• Data for the task:

** start **

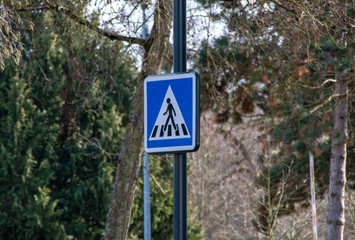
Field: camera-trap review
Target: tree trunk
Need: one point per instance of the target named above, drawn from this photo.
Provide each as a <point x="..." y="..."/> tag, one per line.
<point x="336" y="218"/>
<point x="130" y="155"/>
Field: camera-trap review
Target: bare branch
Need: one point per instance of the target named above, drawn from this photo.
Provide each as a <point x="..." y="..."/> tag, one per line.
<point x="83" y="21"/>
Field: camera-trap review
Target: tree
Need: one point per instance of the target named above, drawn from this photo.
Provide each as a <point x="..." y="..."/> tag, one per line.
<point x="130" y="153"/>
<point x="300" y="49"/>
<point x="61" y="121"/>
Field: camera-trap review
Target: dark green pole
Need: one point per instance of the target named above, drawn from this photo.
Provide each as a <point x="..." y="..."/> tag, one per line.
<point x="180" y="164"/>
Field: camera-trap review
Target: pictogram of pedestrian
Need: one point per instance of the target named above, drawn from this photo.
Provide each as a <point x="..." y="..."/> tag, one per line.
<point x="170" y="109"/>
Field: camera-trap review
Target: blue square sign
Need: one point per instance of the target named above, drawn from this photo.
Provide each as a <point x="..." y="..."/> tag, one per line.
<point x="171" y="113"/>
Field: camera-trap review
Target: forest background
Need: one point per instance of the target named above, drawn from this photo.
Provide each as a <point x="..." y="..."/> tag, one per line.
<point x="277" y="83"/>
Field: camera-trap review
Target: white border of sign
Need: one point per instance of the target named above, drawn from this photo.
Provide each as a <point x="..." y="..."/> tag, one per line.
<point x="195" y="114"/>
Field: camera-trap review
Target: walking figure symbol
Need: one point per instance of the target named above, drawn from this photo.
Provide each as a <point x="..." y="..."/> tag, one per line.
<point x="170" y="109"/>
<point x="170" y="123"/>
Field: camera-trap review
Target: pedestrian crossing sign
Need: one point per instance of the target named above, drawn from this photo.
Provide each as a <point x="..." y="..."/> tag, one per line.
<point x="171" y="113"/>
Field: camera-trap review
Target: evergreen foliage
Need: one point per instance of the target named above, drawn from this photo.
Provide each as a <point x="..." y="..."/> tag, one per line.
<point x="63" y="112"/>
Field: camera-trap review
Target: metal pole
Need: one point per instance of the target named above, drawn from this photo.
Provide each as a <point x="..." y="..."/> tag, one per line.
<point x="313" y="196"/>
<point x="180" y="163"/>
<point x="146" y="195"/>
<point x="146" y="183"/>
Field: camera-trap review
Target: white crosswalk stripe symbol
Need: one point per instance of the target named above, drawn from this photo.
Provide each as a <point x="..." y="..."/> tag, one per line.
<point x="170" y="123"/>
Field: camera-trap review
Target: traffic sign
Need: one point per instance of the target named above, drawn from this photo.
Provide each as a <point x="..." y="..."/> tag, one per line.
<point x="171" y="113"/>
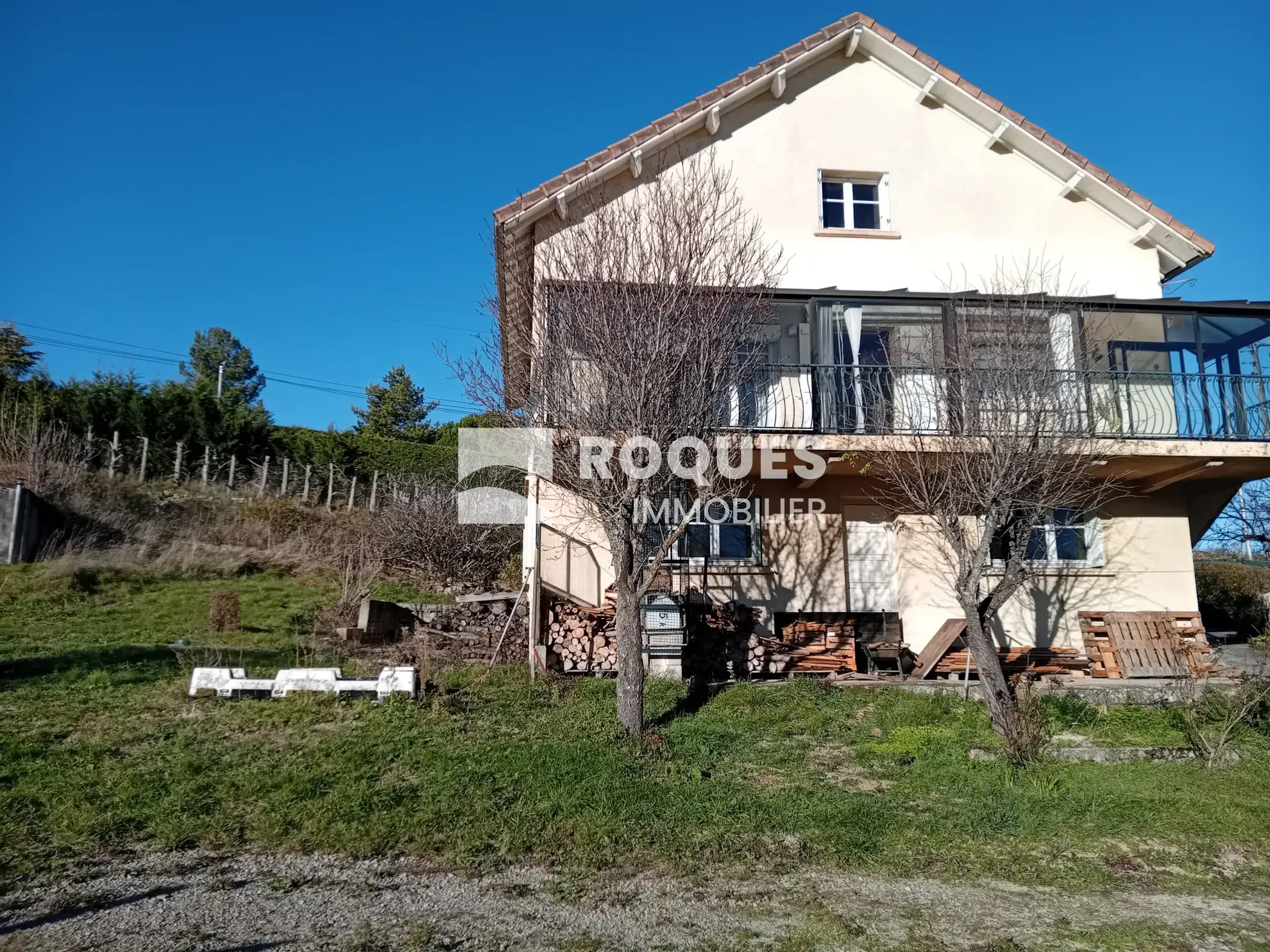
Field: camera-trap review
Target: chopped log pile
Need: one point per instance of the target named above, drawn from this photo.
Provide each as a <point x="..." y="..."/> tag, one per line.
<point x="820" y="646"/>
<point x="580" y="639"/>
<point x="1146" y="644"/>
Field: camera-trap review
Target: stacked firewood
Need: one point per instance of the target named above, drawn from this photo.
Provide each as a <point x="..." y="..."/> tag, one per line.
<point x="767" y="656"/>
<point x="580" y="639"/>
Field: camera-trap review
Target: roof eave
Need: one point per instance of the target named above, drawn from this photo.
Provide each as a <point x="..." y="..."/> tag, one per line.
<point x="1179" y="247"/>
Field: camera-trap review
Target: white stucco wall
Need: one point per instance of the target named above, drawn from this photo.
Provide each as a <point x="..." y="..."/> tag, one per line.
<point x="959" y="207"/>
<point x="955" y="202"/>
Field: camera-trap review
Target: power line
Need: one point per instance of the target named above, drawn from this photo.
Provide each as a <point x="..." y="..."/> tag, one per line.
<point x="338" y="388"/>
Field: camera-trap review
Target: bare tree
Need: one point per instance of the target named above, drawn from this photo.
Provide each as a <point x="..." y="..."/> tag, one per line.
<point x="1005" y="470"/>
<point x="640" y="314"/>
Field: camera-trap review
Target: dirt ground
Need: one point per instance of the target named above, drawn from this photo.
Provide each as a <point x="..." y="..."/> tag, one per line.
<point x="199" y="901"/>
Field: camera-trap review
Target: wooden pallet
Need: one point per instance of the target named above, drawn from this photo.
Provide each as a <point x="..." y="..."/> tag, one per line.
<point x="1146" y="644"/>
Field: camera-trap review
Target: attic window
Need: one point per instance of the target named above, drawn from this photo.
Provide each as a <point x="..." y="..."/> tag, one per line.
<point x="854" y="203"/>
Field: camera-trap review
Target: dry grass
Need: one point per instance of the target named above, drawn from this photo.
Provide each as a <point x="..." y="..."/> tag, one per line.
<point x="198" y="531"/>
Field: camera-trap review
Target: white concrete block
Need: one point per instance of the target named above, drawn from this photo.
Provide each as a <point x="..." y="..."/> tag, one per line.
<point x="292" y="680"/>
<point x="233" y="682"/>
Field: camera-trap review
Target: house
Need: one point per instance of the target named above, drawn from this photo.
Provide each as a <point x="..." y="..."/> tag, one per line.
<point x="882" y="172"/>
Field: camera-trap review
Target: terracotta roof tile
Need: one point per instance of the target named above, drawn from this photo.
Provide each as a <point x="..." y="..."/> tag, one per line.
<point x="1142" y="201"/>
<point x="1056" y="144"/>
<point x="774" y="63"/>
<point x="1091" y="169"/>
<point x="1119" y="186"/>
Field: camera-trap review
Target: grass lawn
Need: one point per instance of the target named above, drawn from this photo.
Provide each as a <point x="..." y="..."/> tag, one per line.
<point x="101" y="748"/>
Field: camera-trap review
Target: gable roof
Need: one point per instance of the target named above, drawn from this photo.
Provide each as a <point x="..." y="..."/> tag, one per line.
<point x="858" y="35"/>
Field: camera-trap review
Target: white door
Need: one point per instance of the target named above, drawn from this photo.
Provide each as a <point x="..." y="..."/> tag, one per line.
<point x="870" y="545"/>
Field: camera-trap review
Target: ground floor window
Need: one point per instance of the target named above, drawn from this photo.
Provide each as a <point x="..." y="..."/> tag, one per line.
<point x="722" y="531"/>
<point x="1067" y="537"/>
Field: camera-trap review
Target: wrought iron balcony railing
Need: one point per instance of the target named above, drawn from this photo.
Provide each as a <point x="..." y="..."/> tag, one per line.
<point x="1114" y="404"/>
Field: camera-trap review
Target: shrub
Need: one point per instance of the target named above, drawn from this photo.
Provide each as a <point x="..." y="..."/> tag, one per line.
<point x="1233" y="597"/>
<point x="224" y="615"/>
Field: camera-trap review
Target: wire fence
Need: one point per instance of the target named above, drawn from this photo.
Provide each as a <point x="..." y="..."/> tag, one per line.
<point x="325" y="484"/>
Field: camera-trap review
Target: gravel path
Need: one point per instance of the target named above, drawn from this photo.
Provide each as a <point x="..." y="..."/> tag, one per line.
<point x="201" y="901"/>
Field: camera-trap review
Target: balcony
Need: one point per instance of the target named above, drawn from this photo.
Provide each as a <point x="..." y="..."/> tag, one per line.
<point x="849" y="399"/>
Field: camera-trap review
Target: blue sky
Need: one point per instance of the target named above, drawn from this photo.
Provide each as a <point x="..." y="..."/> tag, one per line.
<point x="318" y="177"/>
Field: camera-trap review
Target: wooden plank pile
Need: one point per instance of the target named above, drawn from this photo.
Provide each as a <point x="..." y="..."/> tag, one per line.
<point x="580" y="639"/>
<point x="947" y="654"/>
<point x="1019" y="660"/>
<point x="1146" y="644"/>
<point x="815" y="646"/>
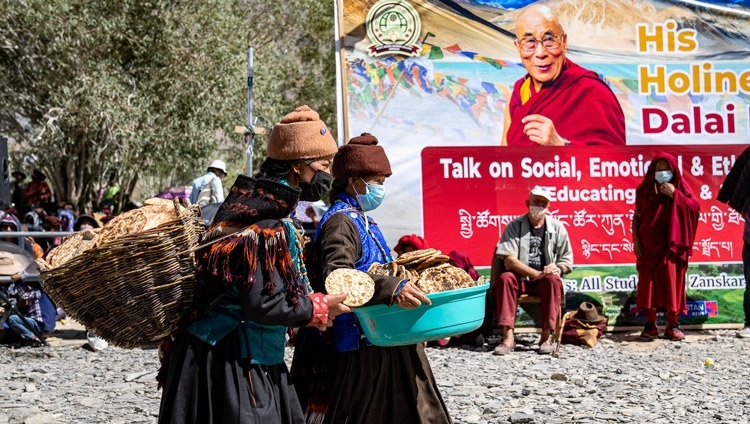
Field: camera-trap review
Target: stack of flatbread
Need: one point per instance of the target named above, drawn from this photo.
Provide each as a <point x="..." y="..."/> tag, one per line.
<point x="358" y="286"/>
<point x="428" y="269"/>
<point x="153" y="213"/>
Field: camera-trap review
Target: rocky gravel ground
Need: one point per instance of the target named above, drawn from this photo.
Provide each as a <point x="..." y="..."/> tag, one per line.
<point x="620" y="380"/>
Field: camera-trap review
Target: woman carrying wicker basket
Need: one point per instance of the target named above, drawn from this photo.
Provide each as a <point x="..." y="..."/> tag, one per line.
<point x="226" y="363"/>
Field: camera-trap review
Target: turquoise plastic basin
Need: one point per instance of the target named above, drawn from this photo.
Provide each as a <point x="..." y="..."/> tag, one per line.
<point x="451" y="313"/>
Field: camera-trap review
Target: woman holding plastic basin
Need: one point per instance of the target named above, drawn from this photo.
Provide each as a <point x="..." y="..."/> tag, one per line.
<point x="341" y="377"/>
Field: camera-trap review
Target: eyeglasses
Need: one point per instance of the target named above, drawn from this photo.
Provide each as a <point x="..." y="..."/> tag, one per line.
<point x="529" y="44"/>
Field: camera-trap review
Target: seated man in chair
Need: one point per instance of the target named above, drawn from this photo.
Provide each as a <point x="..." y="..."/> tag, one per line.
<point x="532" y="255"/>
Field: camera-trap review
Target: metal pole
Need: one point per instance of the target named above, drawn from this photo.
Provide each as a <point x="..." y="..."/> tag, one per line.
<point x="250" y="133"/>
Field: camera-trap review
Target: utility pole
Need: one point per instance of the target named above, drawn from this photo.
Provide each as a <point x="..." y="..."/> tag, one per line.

** end **

• Short problem: Pull out every line in the records above that contains the word "gravel", and copy each one unchanged.

• Result of the exercise:
Target: gravel path
Target: rocky gravel ground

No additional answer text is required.